Start of Input records
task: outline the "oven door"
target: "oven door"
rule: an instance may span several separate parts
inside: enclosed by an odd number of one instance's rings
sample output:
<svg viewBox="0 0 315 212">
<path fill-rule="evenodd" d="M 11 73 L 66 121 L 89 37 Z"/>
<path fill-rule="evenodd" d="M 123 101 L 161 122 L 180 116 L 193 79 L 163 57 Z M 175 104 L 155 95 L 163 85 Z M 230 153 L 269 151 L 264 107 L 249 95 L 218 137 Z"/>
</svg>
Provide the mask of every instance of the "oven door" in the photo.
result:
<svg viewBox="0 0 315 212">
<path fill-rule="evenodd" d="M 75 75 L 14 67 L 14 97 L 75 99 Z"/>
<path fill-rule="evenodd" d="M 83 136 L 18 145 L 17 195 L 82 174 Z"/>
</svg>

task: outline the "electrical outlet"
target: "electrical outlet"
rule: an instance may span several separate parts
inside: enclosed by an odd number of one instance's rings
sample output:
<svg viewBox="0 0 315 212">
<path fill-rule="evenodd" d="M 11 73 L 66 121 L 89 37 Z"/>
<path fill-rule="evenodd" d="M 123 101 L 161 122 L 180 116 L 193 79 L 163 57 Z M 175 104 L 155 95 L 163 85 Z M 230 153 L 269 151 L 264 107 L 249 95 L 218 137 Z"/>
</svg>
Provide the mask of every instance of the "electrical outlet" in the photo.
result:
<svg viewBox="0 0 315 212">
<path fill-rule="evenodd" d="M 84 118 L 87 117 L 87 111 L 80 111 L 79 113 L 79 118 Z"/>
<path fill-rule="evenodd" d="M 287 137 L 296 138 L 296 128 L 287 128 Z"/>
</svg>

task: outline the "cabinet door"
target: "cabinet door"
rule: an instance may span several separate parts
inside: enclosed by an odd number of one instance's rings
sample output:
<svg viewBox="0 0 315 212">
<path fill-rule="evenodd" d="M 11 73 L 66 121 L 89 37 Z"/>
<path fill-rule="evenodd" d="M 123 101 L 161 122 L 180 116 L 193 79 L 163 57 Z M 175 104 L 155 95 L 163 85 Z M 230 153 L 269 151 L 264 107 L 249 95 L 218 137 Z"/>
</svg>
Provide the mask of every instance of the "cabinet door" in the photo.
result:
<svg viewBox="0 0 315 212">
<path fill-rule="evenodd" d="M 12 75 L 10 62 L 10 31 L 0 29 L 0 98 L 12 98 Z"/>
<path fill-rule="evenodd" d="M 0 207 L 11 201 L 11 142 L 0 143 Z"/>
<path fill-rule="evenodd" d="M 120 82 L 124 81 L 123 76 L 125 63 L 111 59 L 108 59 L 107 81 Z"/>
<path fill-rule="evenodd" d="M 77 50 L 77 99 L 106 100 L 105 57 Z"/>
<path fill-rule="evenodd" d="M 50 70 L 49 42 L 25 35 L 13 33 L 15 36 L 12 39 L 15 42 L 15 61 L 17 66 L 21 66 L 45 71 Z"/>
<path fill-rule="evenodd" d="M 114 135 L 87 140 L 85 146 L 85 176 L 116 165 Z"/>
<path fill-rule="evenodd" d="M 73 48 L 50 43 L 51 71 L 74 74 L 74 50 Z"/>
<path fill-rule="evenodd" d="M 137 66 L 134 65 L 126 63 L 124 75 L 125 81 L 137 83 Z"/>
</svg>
End of Input records
Write down the full listing again, exactly.

task: outline the "oven door"
target: "oven door"
rule: an instance may span several separate parts
inside: enclosed by an odd number of one instance's rings
sample output:
<svg viewBox="0 0 315 212">
<path fill-rule="evenodd" d="M 11 73 L 66 121 L 89 37 Z"/>
<path fill-rule="evenodd" d="M 123 101 L 161 122 L 180 116 L 193 79 L 163 57 Z M 175 104 L 155 95 L 163 85 Z M 230 153 L 269 151 L 264 107 L 249 95 L 218 137 Z"/>
</svg>
Provide the mask of every instance of the "oven door" in the photo.
result:
<svg viewBox="0 0 315 212">
<path fill-rule="evenodd" d="M 75 75 L 14 67 L 14 97 L 75 99 Z"/>
<path fill-rule="evenodd" d="M 83 136 L 18 145 L 17 195 L 82 174 Z"/>
</svg>

task: outline the "electrical outlet"
target: "electrical outlet"
rule: an instance may span several separate parts
inside: enclosed by an odd number of one instance's rings
sample output:
<svg viewBox="0 0 315 212">
<path fill-rule="evenodd" d="M 11 73 L 66 121 L 89 37 Z"/>
<path fill-rule="evenodd" d="M 123 101 L 161 122 L 180 116 L 193 79 L 163 57 Z M 175 104 L 155 95 L 163 85 Z M 230 153 L 269 151 L 264 107 L 249 95 L 218 137 Z"/>
</svg>
Provide the mask of every instance of the "electrical outlet" in the photo.
result:
<svg viewBox="0 0 315 212">
<path fill-rule="evenodd" d="M 84 118 L 87 117 L 87 111 L 80 111 L 79 113 L 79 118 Z"/>
<path fill-rule="evenodd" d="M 287 137 L 296 138 L 296 128 L 287 128 Z"/>
</svg>

task: outline the "cabinet door"
target: "cabinet door"
rule: an instance may span several separate parts
inside: enclosed by an odd number of one instance's rings
sample output:
<svg viewBox="0 0 315 212">
<path fill-rule="evenodd" d="M 11 73 L 66 121 L 89 37 Z"/>
<path fill-rule="evenodd" d="M 123 101 L 161 122 L 180 116 L 193 79 L 163 57 Z M 175 104 L 155 95 L 163 85 Z M 230 153 L 269 151 L 264 107 L 249 95 L 218 137 Z"/>
</svg>
Provide the mask of every instance of the "cabinet door" in the photo.
result:
<svg viewBox="0 0 315 212">
<path fill-rule="evenodd" d="M 12 75 L 10 62 L 10 31 L 0 29 L 0 98 L 12 98 Z"/>
<path fill-rule="evenodd" d="M 0 207 L 11 201 L 11 142 L 0 143 Z"/>
<path fill-rule="evenodd" d="M 120 82 L 124 81 L 123 76 L 125 63 L 111 59 L 108 59 L 107 81 Z"/>
<path fill-rule="evenodd" d="M 77 50 L 77 99 L 106 100 L 105 57 Z"/>
<path fill-rule="evenodd" d="M 50 70 L 49 42 L 25 35 L 13 33 L 15 36 L 12 39 L 15 42 L 15 61 L 17 66 L 21 66 L 45 71 Z"/>
<path fill-rule="evenodd" d="M 114 135 L 87 140 L 85 146 L 85 176 L 116 165 Z"/>
<path fill-rule="evenodd" d="M 73 48 L 50 43 L 51 71 L 74 74 L 74 50 Z"/>
<path fill-rule="evenodd" d="M 137 66 L 134 65 L 126 63 L 124 75 L 125 81 L 137 83 Z"/>
</svg>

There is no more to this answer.